*SUPPLIED TEXT*.
>> BEGIN

I got word today, on Twitter, that the printers hired to do the program guide for the American Repertory Theater's production of Cabaret with Amanda Palmer had refused to print the book because of one of my photographs, which they found objectionable.
It's Cabaret, you know, a play that has Nazi solders, nudity, cross dressing, sex and drug use -- it's been playing since the mid 1960's and Bob Fosse made a movie of it -- so I'm guessing you know what you're getting into when you're printing the souvenir program guide.
But let me backtrack a bit....
Making a Poster: It All Seemed so Innocuous
I'd gotten a call sometime in June asking if I could come up to Boston in early July to do a poster for the show. Director Steve Bogart has in mind as an influence the poster for Liliana Cavani's strange 1974 cult classic The Night Porter (which has nudity, Nazi's, cross dressing and sex in common with Cabaret so it's not that odd of a jumping off point.)
I studied the light in the poster and figured it was pretty straight forward. The light wasn't hard to duplicate. This is one speedlight behind a small shoot-thru umbrella up and to camera right, you can follow the shadows back to find the source. Sarah Tundermann assisted.
The pose, on the other hand, turned out to be very difficult.
Steve Bogart directed.
I shot ...
(That's Steven all the way on the right and next to him is marketing manager Jared Fine and the intern who's name I forget but who got sent to the sex shop to buy black latex gloves (and returned with free gloves and a fan letter for Amanda from the people at the sex shop.)
I'm never terribly keen on duplicating something someone else has done -- I like taking influences, mixing things together and going from there and after we'd done "the poster" we did a bunch of other things built around the elements of the Night Porter image.
(Second one taken with my phone, woohoo.)
and we did this for a while and then we went to see Lady Gaga and I came home. A few days later I got a call from Jared saying that they liked so many of the images they were going to use a bunch of them for various things. And they did.

>> END

*LISTING*.
>> BEGIN

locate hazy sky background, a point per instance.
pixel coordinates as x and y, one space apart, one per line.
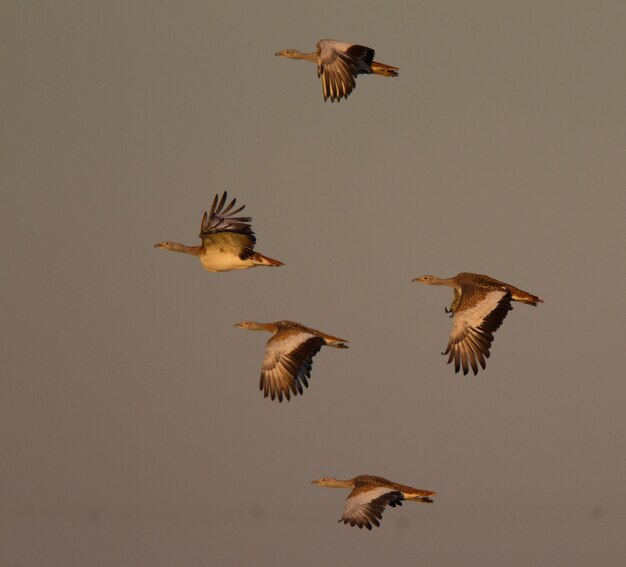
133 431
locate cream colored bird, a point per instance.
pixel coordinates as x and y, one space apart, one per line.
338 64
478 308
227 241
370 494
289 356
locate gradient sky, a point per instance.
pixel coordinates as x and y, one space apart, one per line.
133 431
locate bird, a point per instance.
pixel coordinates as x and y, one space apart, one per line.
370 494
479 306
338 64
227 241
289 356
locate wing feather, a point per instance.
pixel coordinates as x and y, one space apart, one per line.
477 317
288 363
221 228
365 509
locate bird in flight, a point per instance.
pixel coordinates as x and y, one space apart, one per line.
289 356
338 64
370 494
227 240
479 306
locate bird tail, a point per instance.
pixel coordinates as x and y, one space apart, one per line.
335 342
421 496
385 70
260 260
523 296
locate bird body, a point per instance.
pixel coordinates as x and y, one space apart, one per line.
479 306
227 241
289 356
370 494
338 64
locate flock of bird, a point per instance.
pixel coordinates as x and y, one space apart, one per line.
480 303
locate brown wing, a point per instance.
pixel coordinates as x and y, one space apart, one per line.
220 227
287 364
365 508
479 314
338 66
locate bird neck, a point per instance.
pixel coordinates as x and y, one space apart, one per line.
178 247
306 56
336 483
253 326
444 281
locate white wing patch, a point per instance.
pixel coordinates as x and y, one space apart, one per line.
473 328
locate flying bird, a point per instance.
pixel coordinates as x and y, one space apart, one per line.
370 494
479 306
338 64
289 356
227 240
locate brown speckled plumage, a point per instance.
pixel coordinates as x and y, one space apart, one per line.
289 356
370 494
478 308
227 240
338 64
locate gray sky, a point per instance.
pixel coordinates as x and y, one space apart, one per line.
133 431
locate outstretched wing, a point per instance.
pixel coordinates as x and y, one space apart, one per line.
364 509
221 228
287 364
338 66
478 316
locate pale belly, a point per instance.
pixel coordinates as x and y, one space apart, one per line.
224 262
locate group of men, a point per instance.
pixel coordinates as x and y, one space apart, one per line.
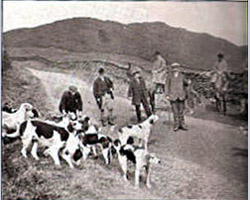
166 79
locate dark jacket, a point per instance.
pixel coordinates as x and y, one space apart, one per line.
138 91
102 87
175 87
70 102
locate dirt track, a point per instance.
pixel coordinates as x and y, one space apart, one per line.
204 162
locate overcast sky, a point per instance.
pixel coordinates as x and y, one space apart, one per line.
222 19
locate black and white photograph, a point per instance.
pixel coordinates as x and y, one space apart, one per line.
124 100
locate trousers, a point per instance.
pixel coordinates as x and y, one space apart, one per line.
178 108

>> END

*REQUIRED WORK*.
**a.** List every element of Cabaret that the Cabaret post names in its description of the play.
**b.** According to the Cabaret post, what was the intern sent to the sex shop to buy?

*LIST OF SOLUTIONS*.
**a.** Nazi soldiers, nudity, cross dressing, sex, drug use

**b.** Black latex gloves.